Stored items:
BEGIN

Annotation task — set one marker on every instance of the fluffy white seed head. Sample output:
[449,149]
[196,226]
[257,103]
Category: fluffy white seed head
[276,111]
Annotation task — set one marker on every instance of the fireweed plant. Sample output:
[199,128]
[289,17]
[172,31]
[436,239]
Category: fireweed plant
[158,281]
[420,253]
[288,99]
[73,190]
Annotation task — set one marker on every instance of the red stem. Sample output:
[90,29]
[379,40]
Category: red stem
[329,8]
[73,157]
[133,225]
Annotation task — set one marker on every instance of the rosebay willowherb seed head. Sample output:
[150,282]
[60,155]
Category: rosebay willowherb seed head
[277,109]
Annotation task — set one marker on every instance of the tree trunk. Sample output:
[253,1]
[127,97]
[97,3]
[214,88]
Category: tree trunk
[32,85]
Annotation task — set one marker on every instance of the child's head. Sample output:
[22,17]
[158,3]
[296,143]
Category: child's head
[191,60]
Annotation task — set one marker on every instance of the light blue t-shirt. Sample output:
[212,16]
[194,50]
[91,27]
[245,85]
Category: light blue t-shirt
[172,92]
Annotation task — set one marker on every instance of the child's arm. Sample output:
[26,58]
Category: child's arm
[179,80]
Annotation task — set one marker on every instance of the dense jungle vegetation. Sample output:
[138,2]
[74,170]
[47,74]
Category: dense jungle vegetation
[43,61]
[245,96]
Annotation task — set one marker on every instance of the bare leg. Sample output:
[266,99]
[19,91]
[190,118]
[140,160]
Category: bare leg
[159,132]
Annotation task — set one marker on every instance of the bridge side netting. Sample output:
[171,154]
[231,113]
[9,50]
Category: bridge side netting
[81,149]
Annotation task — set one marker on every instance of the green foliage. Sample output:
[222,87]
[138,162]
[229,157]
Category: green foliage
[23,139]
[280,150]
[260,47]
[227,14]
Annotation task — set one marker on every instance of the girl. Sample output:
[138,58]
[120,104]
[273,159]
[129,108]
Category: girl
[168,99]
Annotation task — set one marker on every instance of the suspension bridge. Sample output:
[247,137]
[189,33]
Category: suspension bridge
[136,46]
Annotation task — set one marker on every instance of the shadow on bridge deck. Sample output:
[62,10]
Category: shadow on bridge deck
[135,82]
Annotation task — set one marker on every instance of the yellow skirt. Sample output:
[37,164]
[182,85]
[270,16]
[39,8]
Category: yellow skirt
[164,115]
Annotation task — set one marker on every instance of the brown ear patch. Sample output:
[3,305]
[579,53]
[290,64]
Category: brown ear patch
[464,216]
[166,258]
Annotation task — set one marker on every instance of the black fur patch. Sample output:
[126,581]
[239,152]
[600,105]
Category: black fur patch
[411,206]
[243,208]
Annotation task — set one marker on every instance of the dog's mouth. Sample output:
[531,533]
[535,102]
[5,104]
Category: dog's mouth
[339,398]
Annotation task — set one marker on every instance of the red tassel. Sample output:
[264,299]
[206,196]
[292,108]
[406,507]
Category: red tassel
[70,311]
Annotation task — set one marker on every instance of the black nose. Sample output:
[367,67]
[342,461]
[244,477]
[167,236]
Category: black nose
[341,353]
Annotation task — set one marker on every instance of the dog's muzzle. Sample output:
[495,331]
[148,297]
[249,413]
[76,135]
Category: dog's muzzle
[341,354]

END

Please transcribe the records in full, keeping every word as it is.

## Solution for this exercise
Annotation task — set one marker on every instance of the fluffy white seed head. Sample output:
[449,149]
[196,226]
[257,103]
Category: fluffy white seed head
[276,111]
Annotation task — set one marker on every instance of the fireweed plant. Sample output:
[199,128]
[289,17]
[172,31]
[436,239]
Category: fireweed plant
[158,281]
[420,253]
[288,99]
[73,190]
Annotation task — set one marker on every instance of the red stem. Sample output:
[90,29]
[379,40]
Category: red stem
[329,8]
[73,157]
[133,225]
Annotation task — set one marker on every instance of the rosebay willowherb seed head. Sample output:
[150,282]
[60,155]
Category: rosebay willowherb seed head
[277,109]
Annotation task — set one marker on every instance of the tree trunk. Sample output:
[253,1]
[127,97]
[97,3]
[214,88]
Category: tree trunk
[32,85]
Annotation task — set one marker on every instance of the child's head. Sample output:
[22,17]
[158,3]
[296,143]
Category: child's head
[191,60]
Annotation task — set one marker on every instance of the light blue t-shirt. Sample output:
[212,16]
[194,50]
[91,27]
[245,85]
Category: light blue t-shirt
[172,92]
Annotation task — set one marker on every instance of the child's arm. Sample output:
[26,58]
Category: child's arm
[179,80]
Annotation task — set one marker on every instance of the dense jungle vegetation. Sample output:
[138,2]
[74,170]
[47,74]
Category: dense jungle vegetation
[43,61]
[245,96]
Annotation task — set one marker on every instance of the bare leg. Sample output:
[266,99]
[19,91]
[190,118]
[140,160]
Category: bare leg
[159,132]
Annotation task — set one marker on every instance of the bridge side netting. Sample output:
[171,154]
[231,113]
[9,50]
Category: bridge side netting
[81,149]
Annotation task — set one marker on every instance of the green foliage. Sample output:
[222,87]
[138,162]
[229,157]
Category: green foliage
[23,139]
[280,150]
[260,47]
[227,14]
Annotation task — set one marker on every instance of the girl. Sample output:
[138,58]
[120,104]
[273,159]
[129,108]
Category: girl
[168,99]
Annotation task — set one marker on every instance of the suspension bridge. Sample output:
[247,137]
[189,33]
Category: suspension bridge
[136,46]
Annotation task — set one marker on every instance of the shadow on bridge deck. Sample output:
[62,10]
Category: shadow on bridge deck
[135,82]
Annotation task — set one marker on every instance of the yellow skirt. Sample output:
[37,164]
[182,85]
[270,16]
[39,8]
Category: yellow skirt
[164,115]
Annotation task — set one marker on every instance of the brown ear patch. Sample output:
[3,305]
[579,53]
[290,64]
Category: brown ear patch
[464,216]
[166,258]
Annotation task — set one marker on every instance of the black fur patch. Sample output:
[126,581]
[239,152]
[600,105]
Category: black fur patch
[411,206]
[243,208]
Annotation task — set one marker on every instance of the dog's mouth. Sample output:
[531,533]
[535,102]
[5,104]
Category: dog's mouth
[339,398]
Annotation task — set one marker on every instance of the red tassel. Sample output:
[264,299]
[206,196]
[292,108]
[406,507]
Category: red tassel
[70,311]
Annotation task — set one marker on every instance of the black nose. Sample output:
[367,67]
[342,461]
[244,477]
[167,236]
Category: black nose
[341,353]
Annotation task — set one marker on every instance of the dog's muzzle. Sample output:
[495,331]
[148,297]
[249,413]
[76,135]
Category: dog's muzzle
[341,354]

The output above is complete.